— start DATA RECORDS —

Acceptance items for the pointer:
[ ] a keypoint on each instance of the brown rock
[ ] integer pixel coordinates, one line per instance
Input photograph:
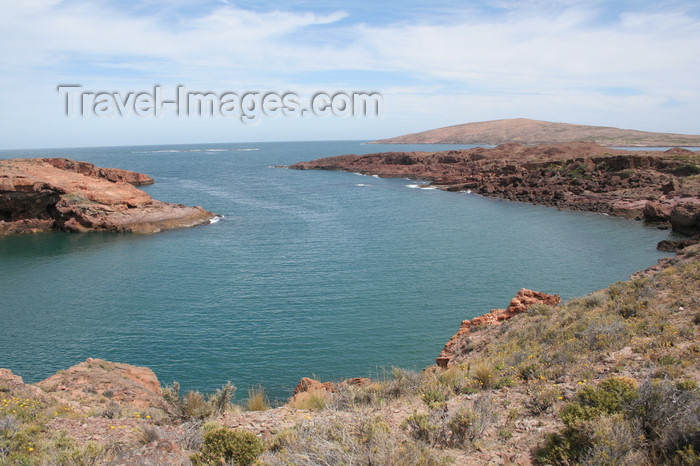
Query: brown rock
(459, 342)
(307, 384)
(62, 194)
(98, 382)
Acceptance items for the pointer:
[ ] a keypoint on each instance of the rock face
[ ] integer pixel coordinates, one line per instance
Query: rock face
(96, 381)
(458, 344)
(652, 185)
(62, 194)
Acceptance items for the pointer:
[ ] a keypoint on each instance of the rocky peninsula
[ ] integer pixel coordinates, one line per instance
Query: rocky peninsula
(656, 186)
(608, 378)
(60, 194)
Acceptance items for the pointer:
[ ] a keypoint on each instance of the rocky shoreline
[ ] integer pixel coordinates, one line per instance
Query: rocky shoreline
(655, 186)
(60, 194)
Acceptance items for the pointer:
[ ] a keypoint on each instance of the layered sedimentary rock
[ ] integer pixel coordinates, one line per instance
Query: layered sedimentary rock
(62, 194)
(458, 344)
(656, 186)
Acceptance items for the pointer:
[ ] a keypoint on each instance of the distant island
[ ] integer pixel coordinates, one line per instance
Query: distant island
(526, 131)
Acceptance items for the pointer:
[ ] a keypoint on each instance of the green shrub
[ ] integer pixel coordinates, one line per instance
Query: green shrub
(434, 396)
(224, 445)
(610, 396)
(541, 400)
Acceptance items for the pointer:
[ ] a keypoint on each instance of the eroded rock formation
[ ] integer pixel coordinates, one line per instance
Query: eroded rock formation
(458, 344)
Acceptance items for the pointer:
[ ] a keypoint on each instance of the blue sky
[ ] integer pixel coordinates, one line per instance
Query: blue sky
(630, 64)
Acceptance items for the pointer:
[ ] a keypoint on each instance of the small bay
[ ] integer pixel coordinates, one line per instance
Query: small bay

— end DATA RECORDS —

▶ _GIVEN TASK_
Reproduce all of the material exactly, apart from the pictures.

▶ _EXERCISE RESULT_
Acceptance items for the pointer:
[ ] a keypoint on each instance of the brown rock
[ ] integer pixel coordinates, one line per instance
Input photograph:
Query: brown rock
(459, 342)
(307, 384)
(62, 194)
(98, 382)
Acceptance items for the pointer:
[ ] a keypoint on each instance of the rock face
[ ] integer pixel coordinates, one line per instance
Query: rock face
(96, 381)
(458, 344)
(652, 185)
(62, 194)
Acceptance items for the pointer:
[ ] a keypoint on each instance of the rocky peninsula
[ ] integer pixel coordinates, one line per instance
Query: rocky peninsula
(656, 186)
(608, 378)
(60, 194)
Acceptance items for the pointer:
[ ] a keypoint on each instance of the rocky shoreline
[ ] integer pixel coordinates, one line per instance
Query: rocky shoreline
(655, 186)
(60, 194)
Acceptance items for the pointer:
[ ] a keypoint on each instance of the layered sedimentary rock
[ ] integer pixel coordinates, one line per instance
Query: layered sedimentary rock
(62, 194)
(458, 344)
(656, 186)
Acceptance items for the pointer:
[ ] a keypoint on each instance of the distant island
[ ] integer pixel coordinates, one line per instance
Query: distant island
(526, 131)
Acceptance items for the pointer:
[ ] a keypoint on each instance of the green shrub
[ ] integer pixel coordinates, one line per instance
Query: green shrub
(434, 396)
(224, 445)
(610, 396)
(541, 400)
Acceptance items for the pointer:
[ ] a keypoint on each instance of the eroded rock formation
[ ] integer pixel coordinates, one line per instance
Query: eroded rock formation
(458, 344)
Acceptance items for the pointer:
[ ] a keypoint on each instance of the blue sky
[ ] integer pixel coordinates, one line per instance
Query: blue sky
(630, 64)
Acceptance items for the pointer:
[ ] a keypoint on each instance of the small bay
[ ] integer pixel coordinates, one line per instance
Query: small bay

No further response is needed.